● PROBLEM DETAILS
In the entries below, replace "truck wheel" with "truck tire" from the line containing "Practice step: pick out every instance of the truck" through the end of the entries, leaving all other text unchanged and omitting the picture.

[Recorded data]
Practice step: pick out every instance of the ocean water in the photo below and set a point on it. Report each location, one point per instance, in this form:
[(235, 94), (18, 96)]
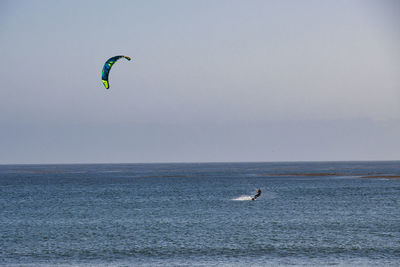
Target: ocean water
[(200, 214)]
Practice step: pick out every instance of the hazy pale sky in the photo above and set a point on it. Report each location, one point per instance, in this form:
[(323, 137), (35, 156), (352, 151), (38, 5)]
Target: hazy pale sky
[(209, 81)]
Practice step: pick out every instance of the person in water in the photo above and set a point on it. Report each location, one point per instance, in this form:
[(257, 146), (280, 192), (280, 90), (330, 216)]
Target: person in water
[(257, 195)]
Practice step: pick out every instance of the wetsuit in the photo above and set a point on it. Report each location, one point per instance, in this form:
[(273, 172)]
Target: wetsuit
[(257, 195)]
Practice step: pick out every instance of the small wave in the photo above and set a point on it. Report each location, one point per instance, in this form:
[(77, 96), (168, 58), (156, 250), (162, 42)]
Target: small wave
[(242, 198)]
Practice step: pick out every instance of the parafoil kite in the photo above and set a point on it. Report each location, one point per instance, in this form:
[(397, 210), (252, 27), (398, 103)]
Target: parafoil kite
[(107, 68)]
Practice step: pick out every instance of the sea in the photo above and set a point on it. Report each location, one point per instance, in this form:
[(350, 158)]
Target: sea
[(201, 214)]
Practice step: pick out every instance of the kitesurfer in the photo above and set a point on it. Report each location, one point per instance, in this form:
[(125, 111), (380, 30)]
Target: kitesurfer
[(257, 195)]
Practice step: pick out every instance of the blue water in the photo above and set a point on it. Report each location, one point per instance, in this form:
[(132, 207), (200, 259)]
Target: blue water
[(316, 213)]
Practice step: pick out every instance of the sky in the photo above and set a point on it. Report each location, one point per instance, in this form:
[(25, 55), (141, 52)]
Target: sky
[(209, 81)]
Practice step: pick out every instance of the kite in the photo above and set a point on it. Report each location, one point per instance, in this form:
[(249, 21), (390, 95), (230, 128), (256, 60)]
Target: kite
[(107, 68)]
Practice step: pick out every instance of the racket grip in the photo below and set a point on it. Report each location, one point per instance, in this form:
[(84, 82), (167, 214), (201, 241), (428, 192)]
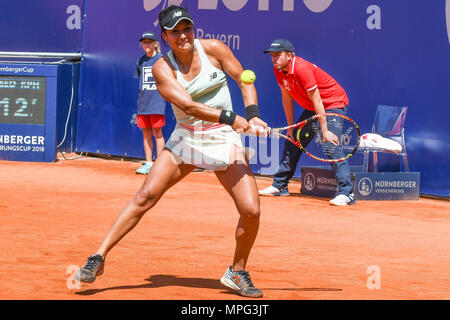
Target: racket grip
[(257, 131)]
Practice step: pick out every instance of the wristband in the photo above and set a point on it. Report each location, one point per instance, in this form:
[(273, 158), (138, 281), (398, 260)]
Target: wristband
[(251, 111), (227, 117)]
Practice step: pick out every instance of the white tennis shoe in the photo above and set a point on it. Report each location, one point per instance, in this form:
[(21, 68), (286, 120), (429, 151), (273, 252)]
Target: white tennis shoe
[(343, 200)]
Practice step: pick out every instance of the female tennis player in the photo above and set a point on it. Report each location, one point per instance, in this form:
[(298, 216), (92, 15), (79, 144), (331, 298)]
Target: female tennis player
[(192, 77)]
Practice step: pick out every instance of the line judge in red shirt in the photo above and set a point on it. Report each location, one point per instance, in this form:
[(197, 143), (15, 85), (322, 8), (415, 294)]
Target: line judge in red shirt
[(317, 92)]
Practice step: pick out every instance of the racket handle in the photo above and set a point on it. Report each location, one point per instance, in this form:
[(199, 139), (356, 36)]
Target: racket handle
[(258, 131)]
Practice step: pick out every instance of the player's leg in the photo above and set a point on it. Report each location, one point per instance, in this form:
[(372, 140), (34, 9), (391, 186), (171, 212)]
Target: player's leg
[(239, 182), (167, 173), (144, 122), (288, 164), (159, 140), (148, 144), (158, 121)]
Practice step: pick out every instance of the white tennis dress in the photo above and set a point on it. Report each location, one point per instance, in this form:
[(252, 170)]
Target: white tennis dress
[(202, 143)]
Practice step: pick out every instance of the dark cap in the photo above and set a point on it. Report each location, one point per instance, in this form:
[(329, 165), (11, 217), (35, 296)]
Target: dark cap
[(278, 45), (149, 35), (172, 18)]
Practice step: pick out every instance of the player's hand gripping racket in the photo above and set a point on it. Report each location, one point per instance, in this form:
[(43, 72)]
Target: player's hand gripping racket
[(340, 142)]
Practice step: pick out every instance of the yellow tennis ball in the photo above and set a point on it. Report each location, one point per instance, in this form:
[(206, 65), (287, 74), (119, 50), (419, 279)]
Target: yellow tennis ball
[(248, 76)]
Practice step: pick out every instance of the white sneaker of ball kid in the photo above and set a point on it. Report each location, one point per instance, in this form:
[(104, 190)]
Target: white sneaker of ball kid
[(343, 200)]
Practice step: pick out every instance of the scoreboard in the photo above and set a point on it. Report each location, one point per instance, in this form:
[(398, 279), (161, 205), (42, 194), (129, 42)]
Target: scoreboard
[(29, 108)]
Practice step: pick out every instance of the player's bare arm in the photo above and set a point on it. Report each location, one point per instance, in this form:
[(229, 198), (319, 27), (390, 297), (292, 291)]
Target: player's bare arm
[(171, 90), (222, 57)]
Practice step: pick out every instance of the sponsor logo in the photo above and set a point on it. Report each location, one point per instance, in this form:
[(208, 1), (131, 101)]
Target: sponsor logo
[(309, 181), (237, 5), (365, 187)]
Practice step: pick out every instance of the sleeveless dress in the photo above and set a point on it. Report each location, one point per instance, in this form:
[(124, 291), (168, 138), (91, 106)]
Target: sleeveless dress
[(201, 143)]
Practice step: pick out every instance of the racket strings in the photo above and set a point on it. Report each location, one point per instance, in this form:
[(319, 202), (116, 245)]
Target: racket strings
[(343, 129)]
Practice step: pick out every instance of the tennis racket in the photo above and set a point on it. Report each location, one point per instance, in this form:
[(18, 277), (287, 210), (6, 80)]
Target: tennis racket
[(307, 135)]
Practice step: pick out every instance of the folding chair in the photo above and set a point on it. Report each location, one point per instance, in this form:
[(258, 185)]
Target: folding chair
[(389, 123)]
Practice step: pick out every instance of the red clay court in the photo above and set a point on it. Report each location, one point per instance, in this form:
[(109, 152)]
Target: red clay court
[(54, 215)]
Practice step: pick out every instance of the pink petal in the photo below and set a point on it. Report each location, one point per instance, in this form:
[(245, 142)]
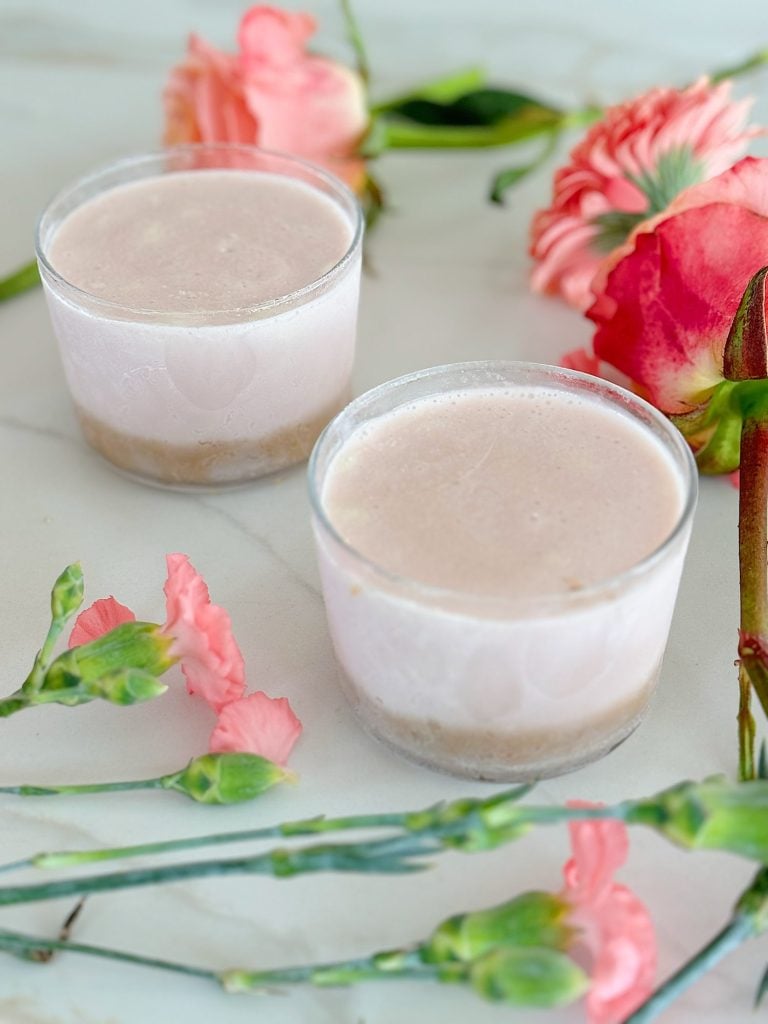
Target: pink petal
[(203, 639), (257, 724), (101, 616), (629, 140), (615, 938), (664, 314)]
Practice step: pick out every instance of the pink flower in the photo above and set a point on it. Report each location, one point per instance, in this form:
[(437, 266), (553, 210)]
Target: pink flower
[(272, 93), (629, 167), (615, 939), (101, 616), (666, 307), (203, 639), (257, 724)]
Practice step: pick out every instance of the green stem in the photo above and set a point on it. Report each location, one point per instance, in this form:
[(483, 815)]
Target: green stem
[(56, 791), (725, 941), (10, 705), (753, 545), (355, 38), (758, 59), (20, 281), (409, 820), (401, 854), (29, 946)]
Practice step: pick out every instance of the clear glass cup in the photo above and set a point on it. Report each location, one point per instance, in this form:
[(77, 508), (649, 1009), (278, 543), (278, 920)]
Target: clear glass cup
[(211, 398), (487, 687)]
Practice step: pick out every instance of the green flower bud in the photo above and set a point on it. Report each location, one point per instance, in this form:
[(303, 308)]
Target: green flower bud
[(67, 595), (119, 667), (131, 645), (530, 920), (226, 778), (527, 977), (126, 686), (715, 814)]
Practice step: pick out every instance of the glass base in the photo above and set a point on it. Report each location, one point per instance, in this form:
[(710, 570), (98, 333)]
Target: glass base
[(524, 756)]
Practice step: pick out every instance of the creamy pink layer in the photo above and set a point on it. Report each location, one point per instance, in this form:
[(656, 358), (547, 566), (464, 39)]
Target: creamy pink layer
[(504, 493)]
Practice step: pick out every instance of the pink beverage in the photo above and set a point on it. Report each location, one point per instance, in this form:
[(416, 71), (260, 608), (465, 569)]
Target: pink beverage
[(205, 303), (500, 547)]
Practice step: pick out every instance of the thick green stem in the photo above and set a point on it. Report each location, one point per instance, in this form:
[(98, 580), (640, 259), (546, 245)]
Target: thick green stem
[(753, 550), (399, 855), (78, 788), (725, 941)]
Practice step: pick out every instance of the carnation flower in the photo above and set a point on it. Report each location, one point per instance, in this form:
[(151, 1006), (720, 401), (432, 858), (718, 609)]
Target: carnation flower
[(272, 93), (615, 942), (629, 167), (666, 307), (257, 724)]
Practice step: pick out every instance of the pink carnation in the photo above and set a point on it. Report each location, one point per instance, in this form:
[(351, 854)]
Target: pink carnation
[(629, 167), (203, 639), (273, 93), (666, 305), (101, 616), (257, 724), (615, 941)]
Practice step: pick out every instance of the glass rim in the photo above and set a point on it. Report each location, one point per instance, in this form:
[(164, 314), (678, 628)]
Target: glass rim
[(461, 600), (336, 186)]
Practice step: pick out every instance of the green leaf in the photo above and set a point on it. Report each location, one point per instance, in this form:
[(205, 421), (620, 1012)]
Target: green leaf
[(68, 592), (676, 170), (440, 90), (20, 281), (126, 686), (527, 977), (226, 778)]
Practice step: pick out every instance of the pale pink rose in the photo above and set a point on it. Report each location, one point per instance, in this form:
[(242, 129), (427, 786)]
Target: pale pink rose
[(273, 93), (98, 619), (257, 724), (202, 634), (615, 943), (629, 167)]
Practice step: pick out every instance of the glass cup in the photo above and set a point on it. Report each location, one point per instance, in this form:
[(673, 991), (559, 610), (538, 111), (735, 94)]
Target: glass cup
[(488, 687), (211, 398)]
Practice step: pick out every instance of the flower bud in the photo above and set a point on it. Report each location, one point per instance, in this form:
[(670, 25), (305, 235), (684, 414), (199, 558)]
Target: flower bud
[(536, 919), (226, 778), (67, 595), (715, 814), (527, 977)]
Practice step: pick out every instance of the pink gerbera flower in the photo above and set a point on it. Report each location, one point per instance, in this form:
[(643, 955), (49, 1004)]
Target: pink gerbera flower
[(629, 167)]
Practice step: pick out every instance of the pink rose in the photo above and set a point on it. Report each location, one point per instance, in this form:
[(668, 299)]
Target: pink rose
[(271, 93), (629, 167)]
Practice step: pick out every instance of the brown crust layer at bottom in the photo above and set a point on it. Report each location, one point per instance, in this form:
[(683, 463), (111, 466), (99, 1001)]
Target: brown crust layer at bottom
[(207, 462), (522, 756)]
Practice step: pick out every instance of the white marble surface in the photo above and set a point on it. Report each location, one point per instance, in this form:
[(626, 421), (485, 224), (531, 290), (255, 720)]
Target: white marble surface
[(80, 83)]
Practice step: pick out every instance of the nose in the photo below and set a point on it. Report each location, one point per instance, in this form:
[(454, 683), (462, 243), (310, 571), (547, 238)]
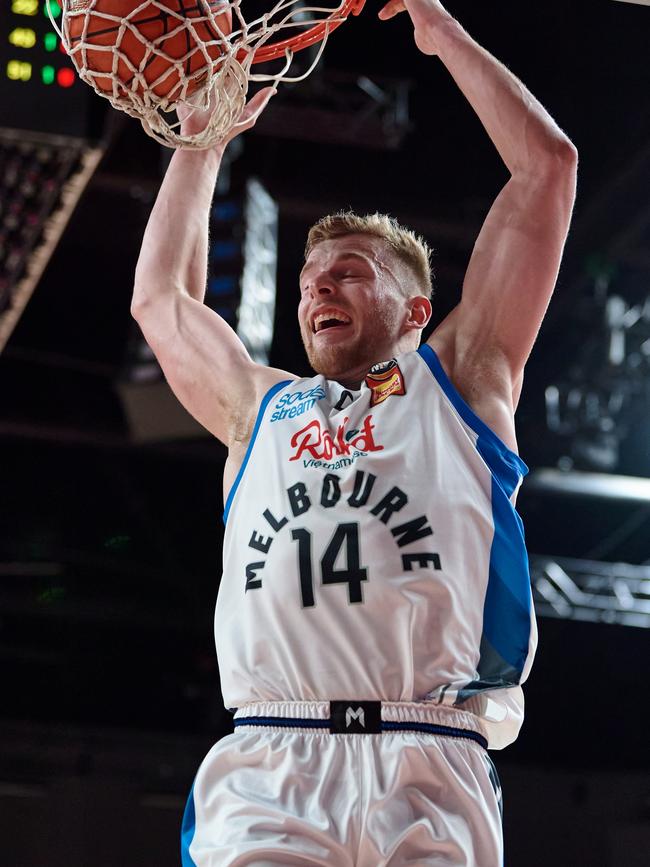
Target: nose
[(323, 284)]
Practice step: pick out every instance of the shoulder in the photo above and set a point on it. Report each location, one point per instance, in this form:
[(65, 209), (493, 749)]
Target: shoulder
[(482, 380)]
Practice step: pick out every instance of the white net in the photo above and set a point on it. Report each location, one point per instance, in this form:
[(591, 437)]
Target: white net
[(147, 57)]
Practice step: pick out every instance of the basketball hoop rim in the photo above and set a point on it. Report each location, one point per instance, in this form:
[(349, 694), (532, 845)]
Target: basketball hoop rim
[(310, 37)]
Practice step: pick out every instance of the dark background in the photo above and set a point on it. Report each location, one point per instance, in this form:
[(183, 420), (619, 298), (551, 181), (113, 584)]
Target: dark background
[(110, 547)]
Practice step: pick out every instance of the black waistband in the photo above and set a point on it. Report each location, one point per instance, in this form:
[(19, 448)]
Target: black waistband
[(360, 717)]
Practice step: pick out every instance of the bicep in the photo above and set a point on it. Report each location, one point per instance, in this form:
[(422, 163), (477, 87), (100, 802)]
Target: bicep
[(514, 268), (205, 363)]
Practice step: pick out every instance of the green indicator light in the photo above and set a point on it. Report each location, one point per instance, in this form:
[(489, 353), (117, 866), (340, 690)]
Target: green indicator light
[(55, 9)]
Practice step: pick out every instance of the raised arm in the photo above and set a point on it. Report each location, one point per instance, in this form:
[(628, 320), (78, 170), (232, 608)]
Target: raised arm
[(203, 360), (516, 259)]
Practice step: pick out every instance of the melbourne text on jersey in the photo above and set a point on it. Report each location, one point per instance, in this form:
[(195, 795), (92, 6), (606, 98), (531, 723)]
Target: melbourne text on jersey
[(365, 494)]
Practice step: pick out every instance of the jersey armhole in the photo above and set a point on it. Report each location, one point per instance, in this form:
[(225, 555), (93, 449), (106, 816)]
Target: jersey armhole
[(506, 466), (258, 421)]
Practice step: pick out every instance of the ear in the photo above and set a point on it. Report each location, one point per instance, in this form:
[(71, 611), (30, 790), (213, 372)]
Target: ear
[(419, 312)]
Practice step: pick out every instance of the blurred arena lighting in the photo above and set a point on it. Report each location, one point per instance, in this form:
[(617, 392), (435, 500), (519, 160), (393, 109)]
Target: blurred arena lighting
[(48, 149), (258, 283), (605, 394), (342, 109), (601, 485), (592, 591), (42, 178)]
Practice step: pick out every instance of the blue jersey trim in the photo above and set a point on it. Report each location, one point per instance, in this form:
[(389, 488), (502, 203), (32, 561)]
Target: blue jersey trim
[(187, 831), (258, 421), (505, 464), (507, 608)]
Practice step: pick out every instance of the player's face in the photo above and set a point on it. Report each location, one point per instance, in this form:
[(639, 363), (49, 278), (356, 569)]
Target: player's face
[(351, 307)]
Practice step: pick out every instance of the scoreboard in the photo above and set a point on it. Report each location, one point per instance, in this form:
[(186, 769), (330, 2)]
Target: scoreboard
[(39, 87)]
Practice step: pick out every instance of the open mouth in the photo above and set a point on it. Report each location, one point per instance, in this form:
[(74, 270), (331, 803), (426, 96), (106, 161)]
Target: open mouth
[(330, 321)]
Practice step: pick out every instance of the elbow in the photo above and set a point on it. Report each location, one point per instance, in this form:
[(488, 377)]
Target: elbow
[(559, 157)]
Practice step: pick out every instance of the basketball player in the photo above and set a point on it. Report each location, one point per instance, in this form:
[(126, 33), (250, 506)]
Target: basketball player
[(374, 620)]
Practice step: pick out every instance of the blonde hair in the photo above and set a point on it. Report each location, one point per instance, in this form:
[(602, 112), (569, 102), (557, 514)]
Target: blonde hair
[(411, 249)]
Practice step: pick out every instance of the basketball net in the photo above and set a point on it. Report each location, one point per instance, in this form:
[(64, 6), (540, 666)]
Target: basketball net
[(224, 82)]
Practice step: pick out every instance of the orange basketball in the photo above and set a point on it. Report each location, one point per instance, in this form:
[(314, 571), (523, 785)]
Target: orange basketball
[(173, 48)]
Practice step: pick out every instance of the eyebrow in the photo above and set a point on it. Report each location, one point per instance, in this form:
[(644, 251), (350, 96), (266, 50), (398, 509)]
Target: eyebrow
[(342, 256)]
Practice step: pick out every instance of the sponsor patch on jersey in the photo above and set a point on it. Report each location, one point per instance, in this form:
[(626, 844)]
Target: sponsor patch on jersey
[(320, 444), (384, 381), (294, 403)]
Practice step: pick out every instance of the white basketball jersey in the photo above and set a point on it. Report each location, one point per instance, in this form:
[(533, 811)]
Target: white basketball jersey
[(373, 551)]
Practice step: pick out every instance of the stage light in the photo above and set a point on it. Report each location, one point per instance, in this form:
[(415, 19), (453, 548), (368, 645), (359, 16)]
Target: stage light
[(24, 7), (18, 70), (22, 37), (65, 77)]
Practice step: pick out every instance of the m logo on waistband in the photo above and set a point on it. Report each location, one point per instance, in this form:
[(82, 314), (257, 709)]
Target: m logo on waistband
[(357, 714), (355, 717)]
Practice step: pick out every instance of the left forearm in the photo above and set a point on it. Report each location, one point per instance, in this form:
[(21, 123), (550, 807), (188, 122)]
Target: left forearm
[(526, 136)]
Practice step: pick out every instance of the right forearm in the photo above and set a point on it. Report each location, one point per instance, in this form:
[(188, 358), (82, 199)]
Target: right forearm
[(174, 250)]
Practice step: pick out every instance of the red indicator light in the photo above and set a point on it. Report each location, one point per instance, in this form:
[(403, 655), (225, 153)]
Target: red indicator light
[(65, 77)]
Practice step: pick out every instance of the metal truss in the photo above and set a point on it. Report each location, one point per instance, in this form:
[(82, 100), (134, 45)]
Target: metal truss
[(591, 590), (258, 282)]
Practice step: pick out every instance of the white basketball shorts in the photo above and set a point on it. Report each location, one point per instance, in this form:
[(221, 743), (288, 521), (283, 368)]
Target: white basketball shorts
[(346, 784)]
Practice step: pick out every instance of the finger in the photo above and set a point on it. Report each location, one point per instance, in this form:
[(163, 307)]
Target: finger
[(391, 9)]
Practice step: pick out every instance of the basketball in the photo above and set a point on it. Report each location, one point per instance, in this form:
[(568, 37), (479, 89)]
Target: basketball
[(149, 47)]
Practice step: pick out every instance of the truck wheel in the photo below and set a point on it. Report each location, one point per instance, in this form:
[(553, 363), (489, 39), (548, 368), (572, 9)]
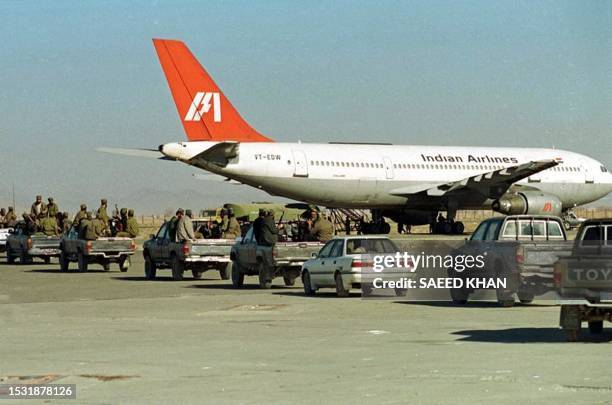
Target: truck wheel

● SOLUTION FOR THIS PROBLEM
Practice step: pick out every instance of the truck tire in the photo below and set a point on it. Report each location, one point per instance, in this form:
[(553, 363), (489, 39), (548, 368), (572, 9)]
Target: truck tire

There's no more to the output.